**What needs to be done**
Copy word for word the stretch of the items below from their first line through the line containing "column 331, row 123", including both of those lines.

**Exercise data**
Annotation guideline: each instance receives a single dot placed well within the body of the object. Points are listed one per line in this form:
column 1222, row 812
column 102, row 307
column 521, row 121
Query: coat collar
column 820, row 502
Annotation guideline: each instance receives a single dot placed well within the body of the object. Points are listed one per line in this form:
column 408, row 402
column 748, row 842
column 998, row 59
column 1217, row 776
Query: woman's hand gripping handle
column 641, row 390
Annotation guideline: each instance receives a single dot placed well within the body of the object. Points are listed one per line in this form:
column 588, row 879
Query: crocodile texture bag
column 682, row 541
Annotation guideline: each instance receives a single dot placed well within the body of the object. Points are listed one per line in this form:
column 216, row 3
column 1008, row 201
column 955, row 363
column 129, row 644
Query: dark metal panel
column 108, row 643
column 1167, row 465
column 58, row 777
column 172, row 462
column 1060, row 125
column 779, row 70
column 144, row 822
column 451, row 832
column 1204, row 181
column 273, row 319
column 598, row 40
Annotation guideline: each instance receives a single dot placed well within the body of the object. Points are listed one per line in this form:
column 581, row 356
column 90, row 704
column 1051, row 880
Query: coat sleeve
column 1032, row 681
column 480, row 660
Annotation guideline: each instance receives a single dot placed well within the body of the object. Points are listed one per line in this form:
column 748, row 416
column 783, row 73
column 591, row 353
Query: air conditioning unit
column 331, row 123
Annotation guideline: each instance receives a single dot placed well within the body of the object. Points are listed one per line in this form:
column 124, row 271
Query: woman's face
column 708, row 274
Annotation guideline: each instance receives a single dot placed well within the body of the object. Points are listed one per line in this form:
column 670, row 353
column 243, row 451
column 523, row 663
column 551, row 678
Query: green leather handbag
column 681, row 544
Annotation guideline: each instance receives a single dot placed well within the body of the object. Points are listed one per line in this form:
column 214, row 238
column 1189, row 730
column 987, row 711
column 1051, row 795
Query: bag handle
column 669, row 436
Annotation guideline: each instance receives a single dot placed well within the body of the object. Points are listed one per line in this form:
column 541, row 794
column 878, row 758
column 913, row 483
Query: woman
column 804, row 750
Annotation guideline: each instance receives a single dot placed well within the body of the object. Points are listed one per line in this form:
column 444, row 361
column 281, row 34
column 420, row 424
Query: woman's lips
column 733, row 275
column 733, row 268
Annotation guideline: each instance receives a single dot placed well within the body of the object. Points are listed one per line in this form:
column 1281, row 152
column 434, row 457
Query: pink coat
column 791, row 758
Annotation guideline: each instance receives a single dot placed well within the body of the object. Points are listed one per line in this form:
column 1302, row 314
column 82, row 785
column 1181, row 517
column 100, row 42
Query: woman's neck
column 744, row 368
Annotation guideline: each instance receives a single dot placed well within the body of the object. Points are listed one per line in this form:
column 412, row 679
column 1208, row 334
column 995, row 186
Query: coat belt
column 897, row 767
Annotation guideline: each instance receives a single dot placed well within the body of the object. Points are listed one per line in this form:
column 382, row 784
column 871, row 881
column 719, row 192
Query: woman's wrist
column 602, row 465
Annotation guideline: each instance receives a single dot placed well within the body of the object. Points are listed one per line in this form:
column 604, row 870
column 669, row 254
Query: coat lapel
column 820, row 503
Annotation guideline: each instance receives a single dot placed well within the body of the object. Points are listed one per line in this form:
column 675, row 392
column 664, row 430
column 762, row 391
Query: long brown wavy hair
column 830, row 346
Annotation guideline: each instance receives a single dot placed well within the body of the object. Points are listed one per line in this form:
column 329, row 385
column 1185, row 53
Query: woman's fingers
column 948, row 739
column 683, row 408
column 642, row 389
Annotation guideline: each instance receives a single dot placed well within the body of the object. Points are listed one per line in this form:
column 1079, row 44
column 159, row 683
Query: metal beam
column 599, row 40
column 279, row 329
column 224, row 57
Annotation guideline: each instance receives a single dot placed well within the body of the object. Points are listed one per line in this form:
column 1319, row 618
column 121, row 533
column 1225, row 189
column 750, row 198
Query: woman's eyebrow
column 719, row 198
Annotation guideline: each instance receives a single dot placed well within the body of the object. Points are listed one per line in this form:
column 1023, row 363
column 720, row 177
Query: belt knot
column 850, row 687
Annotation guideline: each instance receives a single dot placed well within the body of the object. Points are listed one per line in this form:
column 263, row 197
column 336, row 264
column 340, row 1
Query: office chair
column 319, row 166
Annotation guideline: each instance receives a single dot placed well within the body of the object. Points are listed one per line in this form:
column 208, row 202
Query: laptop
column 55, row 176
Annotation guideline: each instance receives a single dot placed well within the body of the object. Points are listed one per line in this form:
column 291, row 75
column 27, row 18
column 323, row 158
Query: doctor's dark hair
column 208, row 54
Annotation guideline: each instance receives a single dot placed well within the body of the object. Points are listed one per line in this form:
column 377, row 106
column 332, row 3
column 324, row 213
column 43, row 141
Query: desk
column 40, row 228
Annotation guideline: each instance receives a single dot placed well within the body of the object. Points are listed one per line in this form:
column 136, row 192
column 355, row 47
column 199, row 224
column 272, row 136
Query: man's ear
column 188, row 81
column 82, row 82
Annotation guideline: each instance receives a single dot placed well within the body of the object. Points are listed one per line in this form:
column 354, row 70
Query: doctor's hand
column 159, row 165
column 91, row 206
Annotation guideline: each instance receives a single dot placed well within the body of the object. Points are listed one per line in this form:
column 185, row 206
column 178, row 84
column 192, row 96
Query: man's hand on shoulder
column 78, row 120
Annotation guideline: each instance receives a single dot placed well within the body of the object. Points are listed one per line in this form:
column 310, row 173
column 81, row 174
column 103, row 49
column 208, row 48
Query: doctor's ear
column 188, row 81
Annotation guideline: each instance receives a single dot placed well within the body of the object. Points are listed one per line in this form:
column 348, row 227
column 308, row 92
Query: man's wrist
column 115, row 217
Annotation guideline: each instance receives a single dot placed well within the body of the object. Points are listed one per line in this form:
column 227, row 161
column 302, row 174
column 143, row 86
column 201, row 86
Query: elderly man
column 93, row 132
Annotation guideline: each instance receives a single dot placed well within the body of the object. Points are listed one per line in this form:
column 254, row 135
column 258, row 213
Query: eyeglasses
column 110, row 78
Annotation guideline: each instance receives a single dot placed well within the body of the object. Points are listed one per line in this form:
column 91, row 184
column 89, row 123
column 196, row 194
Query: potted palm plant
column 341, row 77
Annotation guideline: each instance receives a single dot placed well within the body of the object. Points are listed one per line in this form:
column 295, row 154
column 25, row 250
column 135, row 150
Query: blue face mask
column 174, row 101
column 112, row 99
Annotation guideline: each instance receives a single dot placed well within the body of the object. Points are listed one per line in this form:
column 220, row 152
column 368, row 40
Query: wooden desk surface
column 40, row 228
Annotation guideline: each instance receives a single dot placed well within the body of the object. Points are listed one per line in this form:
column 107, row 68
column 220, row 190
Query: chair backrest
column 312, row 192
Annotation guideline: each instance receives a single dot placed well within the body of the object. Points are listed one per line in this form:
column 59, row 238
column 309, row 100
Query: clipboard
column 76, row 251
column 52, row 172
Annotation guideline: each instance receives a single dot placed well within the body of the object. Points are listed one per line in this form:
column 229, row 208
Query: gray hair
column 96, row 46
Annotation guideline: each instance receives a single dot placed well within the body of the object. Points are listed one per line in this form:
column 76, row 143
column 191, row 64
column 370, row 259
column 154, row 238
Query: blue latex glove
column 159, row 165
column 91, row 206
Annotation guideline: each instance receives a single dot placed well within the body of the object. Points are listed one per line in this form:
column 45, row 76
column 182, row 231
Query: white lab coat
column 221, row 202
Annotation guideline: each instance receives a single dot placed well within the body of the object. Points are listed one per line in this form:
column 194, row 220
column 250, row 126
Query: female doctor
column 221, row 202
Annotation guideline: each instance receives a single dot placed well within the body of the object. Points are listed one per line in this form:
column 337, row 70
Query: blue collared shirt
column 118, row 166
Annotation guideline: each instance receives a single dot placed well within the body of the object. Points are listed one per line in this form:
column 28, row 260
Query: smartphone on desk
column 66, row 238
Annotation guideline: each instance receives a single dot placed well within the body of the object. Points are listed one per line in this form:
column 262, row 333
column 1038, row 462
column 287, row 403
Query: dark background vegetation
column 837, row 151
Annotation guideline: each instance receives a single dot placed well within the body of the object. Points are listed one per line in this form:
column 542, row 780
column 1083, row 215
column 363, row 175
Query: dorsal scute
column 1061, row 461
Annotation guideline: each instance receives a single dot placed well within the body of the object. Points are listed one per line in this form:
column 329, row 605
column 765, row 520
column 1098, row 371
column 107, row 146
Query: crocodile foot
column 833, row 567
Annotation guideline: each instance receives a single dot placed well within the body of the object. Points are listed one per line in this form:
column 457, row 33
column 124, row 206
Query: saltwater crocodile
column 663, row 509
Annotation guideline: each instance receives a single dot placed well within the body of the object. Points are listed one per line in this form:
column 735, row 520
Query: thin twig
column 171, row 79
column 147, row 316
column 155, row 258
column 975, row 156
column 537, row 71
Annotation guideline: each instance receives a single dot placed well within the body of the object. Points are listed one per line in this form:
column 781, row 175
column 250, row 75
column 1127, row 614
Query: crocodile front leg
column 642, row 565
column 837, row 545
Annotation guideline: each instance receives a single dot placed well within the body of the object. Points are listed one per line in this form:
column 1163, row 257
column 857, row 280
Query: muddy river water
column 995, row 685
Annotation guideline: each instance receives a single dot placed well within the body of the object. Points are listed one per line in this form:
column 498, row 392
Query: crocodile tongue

**Solution**
Annotation guideline: each instance receives a single dot placed well within the body of the object. Points are listed one per line in this form:
column 1222, row 812
column 102, row 307
column 521, row 121
Query: coat collar
column 820, row 502
Annotation guideline: each instance receives a single dot placed well within the body of the object. Points are listed one per line in this form:
column 408, row 402
column 748, row 842
column 998, row 59
column 1217, row 776
Query: woman's hand gripping handle
column 641, row 390
Annotation guideline: each instance receives a single dot placed well within the body of the object. Points are listed one per line in this form:
column 588, row 879
Query: crocodile texture bag
column 682, row 541
Annotation guideline: each instance receives a single dot placed well within the body of the object. Points are listed one per line in this form:
column 216, row 3
column 1008, row 201
column 955, row 363
column 129, row 644
Query: dark metal panel
column 108, row 643
column 1167, row 465
column 58, row 777
column 172, row 462
column 1060, row 125
column 779, row 70
column 144, row 822
column 451, row 832
column 1204, row 181
column 273, row 319
column 598, row 40
Annotation guideline: each instance receives a single dot placed well within the body of the object. Points are listed one per line in this form:
column 581, row 356
column 90, row 704
column 1051, row 880
Query: coat sleeve
column 1032, row 681
column 480, row 660
Annotation guideline: each instance receives a single dot placed well within the body of the object. Points are listed one per line in this form:
column 748, row 416
column 783, row 73
column 591, row 353
Query: air conditioning unit
column 331, row 123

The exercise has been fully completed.